◆ 練習問題 ◆
1/ フリーランスの契約に関する文章のうち、「今回は業務委託契約・雇用契約」から「する」ことを思い付きました。」までを、「クライアント」を「発注元」に置き換えて書き直しなさい。
2/ フリーランスの契約に関する文章にある『業務委託とは、自社の「業務」の一部を外部に「委託」することです。』という一文を英語に訳しなさい。

◆ 課題文 ◆
-*-
フリーランスは、仕事を受ける際にクライアントと「業務委託契約」を結んでいます。
一方、企業に雇用されている会社員や契約社員は、企業と「雇用契約」を締結しています。
今回は業務委託契約・雇用契約の違いや契約に関するトラブルなど、「フリーランスの契約」について詳しく解説します!
業務委託契約とは
業務委託とは、自社の「業務」の一部を外部に「委託」することです。
この契約を結んだフリーランスは、クライアントから委託された業務を遂行したり完成させたりすることで、対価=報酬を得ます。
以下は業務委託の一例です。
業務委託の一例:リンゴ農家のAさん
リンゴ農家Aのさんは今よりたくさんのリンゴを売るために、「ホームページに商品のPR記事を掲載する」ことを思い付きました。
-*-
◆ 記録資料 ◆
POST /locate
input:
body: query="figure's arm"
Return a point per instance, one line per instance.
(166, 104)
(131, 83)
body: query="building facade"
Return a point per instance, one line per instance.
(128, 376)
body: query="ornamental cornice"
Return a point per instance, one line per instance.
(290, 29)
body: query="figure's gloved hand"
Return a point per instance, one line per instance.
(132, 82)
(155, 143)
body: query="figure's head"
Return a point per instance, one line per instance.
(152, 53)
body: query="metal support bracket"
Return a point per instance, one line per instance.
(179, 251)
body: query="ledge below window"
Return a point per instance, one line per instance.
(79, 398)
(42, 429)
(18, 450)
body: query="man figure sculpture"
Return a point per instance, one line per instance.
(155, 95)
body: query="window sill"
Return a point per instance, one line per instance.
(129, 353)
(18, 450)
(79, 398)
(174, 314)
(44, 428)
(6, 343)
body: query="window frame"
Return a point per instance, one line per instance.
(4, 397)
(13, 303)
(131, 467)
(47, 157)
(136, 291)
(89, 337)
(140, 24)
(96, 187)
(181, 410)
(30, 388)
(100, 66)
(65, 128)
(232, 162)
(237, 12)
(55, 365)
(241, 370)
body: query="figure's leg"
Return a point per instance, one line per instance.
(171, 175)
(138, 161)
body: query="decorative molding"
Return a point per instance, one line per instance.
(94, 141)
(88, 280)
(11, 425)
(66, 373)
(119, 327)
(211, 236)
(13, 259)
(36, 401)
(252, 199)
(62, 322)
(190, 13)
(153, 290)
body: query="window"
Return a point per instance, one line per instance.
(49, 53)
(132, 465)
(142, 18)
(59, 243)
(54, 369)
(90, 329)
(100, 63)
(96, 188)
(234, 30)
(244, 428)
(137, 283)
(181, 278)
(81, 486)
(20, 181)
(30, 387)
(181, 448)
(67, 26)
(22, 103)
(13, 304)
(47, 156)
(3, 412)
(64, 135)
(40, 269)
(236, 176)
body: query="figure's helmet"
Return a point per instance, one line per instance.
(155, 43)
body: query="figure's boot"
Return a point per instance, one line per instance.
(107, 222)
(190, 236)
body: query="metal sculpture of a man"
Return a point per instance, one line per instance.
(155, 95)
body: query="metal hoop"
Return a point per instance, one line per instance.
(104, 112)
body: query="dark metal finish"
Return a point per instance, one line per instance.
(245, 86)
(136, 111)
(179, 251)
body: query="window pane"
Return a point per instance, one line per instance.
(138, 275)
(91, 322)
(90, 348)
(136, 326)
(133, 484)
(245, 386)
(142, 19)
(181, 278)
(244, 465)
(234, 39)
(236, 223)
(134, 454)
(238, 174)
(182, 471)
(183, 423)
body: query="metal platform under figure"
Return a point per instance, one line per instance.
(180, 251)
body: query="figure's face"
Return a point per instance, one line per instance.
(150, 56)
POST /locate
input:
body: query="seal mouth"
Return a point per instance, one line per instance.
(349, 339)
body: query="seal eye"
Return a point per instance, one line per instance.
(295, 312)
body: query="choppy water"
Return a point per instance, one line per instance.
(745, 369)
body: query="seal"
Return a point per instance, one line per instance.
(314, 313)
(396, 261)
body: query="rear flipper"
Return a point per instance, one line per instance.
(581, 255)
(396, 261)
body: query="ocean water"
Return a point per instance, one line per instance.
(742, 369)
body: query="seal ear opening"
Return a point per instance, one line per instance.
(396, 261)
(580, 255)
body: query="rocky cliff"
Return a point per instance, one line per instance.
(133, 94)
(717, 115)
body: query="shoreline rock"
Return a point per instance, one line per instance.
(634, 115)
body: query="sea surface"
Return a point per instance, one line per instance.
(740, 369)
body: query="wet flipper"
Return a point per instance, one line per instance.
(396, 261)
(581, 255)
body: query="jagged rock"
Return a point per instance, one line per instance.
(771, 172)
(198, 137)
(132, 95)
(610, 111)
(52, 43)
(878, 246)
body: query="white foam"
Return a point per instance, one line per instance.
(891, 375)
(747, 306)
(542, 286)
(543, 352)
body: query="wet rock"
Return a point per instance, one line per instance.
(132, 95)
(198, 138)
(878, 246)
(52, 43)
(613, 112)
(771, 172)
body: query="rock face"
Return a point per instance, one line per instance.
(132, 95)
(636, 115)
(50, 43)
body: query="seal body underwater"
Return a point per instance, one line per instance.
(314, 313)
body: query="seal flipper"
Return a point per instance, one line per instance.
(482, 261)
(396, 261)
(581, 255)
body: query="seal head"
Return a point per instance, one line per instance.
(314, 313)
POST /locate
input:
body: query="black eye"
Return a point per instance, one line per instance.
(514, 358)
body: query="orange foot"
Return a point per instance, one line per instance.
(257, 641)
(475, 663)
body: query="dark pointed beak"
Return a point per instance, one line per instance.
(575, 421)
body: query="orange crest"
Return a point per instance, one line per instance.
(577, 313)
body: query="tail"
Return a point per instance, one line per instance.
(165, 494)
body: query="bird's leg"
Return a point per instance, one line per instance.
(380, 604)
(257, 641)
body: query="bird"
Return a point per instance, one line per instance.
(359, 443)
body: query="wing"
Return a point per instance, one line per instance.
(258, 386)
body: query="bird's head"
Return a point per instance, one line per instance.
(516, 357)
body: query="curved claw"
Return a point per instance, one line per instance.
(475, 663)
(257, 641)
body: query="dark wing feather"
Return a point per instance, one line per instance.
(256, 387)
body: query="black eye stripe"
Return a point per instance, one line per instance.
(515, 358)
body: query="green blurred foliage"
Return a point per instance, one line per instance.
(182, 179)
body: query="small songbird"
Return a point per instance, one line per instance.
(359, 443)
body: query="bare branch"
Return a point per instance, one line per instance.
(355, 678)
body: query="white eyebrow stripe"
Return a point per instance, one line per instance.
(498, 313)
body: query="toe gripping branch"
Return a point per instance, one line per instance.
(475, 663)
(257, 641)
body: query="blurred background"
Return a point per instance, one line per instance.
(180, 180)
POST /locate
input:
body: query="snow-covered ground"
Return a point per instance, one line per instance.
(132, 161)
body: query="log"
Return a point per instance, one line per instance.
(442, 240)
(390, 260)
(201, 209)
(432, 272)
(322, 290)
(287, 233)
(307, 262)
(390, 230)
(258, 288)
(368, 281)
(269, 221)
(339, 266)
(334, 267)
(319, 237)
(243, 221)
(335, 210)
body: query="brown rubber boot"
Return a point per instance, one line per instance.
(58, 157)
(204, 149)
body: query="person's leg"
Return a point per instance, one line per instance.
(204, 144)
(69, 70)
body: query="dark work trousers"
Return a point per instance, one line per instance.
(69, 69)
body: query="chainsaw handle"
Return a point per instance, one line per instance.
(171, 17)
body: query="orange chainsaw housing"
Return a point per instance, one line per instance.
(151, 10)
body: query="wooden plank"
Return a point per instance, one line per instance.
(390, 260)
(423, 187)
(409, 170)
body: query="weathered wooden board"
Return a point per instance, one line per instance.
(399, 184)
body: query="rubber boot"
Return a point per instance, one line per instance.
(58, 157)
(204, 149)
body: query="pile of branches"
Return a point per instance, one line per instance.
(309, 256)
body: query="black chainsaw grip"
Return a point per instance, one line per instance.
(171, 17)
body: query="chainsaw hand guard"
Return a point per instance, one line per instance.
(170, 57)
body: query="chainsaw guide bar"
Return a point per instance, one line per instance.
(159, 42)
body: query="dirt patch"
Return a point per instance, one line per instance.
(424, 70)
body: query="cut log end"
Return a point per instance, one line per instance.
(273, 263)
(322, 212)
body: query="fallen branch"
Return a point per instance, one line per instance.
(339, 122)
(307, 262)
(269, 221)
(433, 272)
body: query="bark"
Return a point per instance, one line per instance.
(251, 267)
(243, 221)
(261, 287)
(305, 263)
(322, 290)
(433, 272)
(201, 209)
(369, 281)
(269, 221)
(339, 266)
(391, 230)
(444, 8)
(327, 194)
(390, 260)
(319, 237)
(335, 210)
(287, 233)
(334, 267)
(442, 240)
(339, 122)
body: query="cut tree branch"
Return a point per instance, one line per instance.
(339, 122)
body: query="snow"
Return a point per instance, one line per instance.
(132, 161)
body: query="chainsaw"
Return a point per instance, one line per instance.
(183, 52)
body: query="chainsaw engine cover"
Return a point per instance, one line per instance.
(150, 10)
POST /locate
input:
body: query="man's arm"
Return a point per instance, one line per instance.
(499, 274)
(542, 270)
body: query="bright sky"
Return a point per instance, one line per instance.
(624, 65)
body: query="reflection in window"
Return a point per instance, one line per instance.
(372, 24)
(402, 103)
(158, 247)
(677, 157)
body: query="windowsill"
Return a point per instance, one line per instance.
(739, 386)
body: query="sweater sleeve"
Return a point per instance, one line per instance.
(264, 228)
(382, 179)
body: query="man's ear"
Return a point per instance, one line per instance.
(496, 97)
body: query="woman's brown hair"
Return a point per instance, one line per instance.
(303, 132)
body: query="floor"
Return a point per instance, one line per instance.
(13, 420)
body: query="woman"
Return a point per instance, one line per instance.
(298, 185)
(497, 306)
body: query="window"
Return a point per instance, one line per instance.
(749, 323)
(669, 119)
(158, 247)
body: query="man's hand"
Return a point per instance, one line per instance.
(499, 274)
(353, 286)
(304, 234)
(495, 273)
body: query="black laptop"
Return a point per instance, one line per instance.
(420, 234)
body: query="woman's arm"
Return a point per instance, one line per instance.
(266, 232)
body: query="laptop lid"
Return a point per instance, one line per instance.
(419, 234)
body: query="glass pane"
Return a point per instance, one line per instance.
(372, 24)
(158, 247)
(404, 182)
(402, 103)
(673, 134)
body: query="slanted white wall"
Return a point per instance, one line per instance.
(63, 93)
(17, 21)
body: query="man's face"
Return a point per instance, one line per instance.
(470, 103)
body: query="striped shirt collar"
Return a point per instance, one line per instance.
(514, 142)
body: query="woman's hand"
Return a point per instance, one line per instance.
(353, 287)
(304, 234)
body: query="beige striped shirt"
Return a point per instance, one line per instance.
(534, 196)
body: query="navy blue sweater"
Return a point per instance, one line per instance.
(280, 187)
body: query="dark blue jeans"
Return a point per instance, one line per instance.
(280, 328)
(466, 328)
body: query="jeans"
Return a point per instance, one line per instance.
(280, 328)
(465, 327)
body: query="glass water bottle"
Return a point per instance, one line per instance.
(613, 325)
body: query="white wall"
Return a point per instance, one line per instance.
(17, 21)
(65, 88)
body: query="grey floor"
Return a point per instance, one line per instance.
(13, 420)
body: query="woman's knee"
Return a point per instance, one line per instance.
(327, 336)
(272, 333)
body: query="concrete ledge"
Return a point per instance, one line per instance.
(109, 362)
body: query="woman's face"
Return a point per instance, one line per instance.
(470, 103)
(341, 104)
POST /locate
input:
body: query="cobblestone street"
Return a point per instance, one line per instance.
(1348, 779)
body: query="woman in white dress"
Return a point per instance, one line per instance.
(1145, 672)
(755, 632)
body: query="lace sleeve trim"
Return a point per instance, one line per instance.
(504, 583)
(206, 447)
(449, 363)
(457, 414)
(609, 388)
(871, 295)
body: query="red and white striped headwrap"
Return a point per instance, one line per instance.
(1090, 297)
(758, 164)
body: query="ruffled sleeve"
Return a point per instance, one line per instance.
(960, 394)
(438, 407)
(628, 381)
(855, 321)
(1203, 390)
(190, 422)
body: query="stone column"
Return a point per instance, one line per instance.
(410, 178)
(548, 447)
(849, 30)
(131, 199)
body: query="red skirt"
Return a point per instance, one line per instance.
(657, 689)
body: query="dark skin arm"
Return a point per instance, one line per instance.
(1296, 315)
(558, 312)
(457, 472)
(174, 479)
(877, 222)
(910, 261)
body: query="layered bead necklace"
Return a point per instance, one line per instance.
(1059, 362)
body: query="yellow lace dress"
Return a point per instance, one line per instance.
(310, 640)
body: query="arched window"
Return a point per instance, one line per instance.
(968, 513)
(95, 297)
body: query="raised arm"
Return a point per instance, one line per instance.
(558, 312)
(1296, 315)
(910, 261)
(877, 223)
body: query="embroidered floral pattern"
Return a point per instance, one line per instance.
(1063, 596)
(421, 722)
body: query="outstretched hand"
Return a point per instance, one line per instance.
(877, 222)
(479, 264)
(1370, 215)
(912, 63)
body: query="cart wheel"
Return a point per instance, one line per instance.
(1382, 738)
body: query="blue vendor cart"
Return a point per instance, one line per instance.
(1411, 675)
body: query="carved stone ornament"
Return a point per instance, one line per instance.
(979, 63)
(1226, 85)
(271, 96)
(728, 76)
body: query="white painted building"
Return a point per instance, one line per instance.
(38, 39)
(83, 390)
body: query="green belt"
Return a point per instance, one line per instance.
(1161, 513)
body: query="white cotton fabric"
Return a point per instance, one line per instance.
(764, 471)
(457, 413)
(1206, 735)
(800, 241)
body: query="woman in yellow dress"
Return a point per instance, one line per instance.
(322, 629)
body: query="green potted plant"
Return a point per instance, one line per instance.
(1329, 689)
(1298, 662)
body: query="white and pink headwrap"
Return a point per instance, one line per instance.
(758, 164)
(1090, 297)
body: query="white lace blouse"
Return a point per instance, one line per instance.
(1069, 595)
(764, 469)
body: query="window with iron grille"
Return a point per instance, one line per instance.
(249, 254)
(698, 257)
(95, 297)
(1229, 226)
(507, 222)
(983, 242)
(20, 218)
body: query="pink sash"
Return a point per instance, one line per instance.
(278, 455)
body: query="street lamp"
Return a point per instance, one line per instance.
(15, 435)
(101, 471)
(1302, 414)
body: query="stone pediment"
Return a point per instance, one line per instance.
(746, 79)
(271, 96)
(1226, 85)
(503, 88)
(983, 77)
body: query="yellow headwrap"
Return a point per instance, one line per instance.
-*-
◆ 各問の解答 ◆
1/
今回は業務委託契約・雇用契約の違いや契約に関するトラブルなど、「フリーランスの契約」について詳しく解説します!
業務委託契約とは
業務委託とは、自社の「業務」の一部を外部に「委託」することです。
この契約を結んだフリーランスは、発注元から委託された業務を遂行したり完成させたりすることで、対価=報酬を得ます。
以下は業務委託の一例です。
業務委託の一例:リンゴ農家のAさん
リンゴ農家Aのさんは今よりたくさんのリンゴを売るために、「ホームページに商品のPR記事を掲載する」ことを思い付きました。

2/ Business outsourcing means "entrusting" part of a company's own "work" to an outside party.